■ Instructions to follow
Put the lines of the items below, starting at the line that contains "Can you find the nose?" and ending at the line that contains "[[336, 158]]", into a Markdown table with the columns Row and Line. Number each line and leave out any blank lines.

■ Entries shown
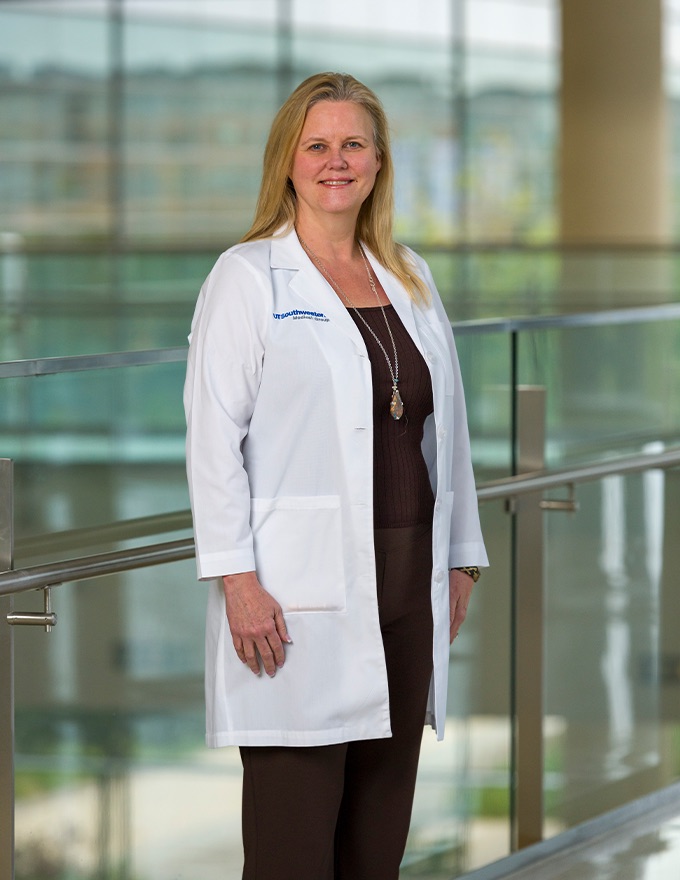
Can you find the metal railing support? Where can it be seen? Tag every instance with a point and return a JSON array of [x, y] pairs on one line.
[[6, 677], [528, 626]]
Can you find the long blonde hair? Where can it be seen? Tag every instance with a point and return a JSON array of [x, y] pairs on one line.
[[277, 202]]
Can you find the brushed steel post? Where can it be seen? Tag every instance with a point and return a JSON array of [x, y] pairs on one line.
[[6, 677], [528, 625]]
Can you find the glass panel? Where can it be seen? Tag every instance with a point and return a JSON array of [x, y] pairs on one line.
[[612, 731], [610, 389], [92, 448], [55, 165]]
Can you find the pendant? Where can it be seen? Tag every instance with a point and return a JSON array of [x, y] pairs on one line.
[[396, 404]]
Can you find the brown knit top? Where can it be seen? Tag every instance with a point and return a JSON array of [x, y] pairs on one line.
[[402, 494]]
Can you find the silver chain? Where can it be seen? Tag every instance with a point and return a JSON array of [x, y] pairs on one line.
[[394, 373]]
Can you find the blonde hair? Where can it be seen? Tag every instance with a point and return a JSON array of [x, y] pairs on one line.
[[277, 202]]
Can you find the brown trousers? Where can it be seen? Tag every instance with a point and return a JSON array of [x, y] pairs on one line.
[[342, 812]]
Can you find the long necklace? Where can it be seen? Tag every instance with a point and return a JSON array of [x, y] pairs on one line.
[[396, 403]]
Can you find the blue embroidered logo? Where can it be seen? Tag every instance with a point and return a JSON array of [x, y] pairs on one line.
[[300, 314]]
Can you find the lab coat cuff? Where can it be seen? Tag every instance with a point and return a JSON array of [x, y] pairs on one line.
[[472, 553], [215, 565]]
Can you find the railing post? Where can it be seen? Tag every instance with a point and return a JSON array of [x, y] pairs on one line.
[[6, 677], [528, 625]]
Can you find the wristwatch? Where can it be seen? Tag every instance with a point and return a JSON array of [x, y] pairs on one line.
[[472, 570]]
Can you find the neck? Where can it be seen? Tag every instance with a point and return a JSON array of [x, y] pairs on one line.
[[334, 242]]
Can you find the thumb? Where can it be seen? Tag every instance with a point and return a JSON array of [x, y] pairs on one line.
[[280, 623]]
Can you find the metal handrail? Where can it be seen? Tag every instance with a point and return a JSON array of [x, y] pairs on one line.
[[50, 366], [40, 576], [77, 363]]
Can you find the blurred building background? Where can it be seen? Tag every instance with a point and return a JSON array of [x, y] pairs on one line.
[[537, 169]]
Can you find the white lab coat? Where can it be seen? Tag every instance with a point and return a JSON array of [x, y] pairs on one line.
[[278, 399]]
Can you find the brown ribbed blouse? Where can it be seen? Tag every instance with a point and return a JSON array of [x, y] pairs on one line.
[[402, 494]]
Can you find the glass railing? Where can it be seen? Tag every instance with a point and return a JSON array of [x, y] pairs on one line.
[[112, 777]]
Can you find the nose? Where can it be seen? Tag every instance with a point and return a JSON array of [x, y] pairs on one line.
[[336, 158]]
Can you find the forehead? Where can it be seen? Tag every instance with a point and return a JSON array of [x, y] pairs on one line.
[[337, 117]]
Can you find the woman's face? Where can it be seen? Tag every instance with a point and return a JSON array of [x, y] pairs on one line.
[[335, 162]]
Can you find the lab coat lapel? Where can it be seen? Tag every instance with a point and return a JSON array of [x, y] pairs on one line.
[[402, 302], [307, 282]]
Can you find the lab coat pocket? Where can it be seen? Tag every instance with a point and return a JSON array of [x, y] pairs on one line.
[[298, 551]]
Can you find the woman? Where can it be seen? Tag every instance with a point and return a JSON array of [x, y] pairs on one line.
[[333, 498]]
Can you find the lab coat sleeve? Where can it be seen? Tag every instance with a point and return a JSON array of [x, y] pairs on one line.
[[466, 543], [226, 353]]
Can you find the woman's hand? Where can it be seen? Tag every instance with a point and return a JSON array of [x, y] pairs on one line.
[[256, 622], [460, 590]]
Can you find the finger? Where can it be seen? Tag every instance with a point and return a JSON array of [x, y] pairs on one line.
[[251, 657], [281, 628], [238, 647]]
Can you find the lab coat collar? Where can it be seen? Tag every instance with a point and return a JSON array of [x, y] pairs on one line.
[[288, 253]]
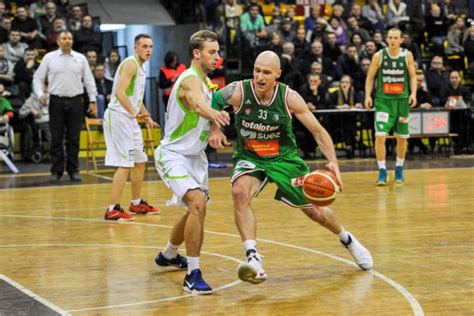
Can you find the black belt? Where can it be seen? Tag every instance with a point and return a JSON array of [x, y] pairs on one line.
[[66, 98]]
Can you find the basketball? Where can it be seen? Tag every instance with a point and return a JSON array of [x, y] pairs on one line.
[[320, 187]]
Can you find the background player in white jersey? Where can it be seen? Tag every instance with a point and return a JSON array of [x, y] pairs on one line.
[[123, 136], [181, 160]]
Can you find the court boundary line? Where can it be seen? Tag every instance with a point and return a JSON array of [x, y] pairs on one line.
[[415, 305], [33, 295]]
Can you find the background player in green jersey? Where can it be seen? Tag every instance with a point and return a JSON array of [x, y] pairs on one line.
[[396, 92], [266, 152]]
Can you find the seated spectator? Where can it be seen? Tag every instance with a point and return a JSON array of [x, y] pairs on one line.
[[455, 96], [397, 15], [469, 48], [27, 26], [5, 29], [353, 27], [310, 21], [372, 12], [59, 25], [24, 70], [330, 47], [348, 63], [86, 38], [455, 37], [412, 46], [14, 49], [104, 89], [300, 43], [362, 21], [315, 97], [46, 21], [75, 19], [436, 78], [346, 98], [335, 28], [437, 27], [111, 64]]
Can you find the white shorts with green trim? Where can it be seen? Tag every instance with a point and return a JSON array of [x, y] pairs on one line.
[[123, 139], [182, 173]]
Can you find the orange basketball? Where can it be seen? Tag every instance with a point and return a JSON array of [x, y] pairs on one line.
[[320, 187]]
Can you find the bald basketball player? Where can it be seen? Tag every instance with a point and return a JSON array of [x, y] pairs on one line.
[[266, 152]]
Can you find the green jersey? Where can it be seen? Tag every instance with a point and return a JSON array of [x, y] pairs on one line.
[[392, 76], [264, 131]]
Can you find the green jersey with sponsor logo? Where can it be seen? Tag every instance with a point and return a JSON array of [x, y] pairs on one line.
[[392, 76], [264, 131]]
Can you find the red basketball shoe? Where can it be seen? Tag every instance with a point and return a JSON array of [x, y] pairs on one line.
[[143, 208]]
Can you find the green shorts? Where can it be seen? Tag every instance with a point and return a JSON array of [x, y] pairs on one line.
[[392, 113], [287, 173]]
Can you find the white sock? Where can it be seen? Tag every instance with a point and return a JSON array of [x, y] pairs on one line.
[[400, 162], [137, 201], [250, 244], [170, 251], [381, 164], [344, 236], [193, 264]]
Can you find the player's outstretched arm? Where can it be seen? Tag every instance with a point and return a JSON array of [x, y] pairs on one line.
[[191, 91], [369, 82], [298, 107]]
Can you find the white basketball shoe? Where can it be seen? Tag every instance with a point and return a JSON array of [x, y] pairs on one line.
[[360, 254], [252, 270]]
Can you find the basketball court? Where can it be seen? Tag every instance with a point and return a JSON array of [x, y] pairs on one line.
[[58, 255]]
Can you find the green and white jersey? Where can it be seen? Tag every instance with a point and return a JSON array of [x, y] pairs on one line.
[[185, 131], [135, 90], [392, 76], [265, 132]]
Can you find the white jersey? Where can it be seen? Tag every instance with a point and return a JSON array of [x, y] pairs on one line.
[[135, 90], [185, 131]]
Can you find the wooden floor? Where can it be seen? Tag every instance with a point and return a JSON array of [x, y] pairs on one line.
[[54, 243]]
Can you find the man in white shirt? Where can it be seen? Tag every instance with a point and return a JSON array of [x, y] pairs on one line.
[[67, 73]]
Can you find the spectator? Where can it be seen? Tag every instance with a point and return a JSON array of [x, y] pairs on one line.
[[353, 27], [330, 47], [46, 21], [27, 26], [455, 37], [24, 71], [362, 21], [37, 9], [412, 46], [310, 21], [168, 74], [346, 98], [86, 38], [315, 96], [372, 12], [59, 25], [455, 96], [67, 73], [14, 49], [348, 63], [104, 89], [300, 42], [397, 14], [5, 29], [75, 20], [335, 28], [111, 64], [436, 78], [436, 26]]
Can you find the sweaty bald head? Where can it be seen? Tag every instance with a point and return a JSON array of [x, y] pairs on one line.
[[268, 59]]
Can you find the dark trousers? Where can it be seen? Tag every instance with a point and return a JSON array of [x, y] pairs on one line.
[[65, 118]]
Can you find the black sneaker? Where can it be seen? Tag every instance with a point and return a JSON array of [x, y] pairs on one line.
[[179, 261]]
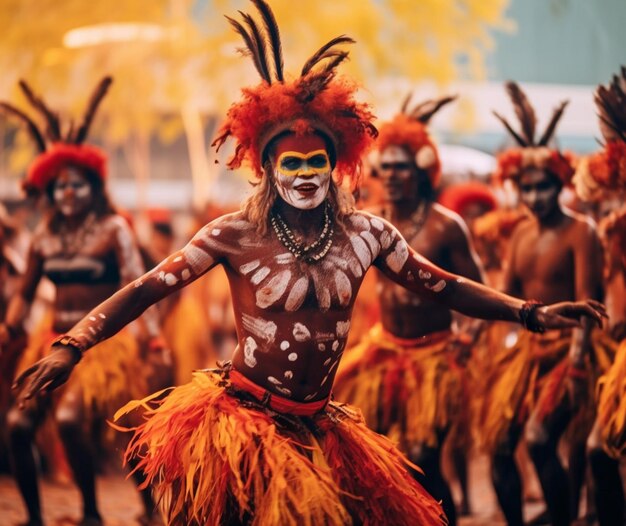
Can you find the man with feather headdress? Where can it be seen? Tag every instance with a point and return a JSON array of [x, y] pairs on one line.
[[601, 177], [403, 375], [541, 384], [258, 440]]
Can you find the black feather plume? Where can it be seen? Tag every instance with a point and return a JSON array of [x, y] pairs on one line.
[[273, 33], [321, 53], [96, 97], [53, 128], [30, 125]]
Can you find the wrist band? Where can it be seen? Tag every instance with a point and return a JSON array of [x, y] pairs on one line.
[[528, 316], [68, 341], [156, 343]]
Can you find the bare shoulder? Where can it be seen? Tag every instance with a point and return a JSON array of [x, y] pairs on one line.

■ Final result
| Row | Line |
|---|---|
| 1 | Can you find the nose? Where can it be seen? Tag every instance with a point and return a JSON array of [x, y] pairs on one line. |
| 2 | [[336, 158]] |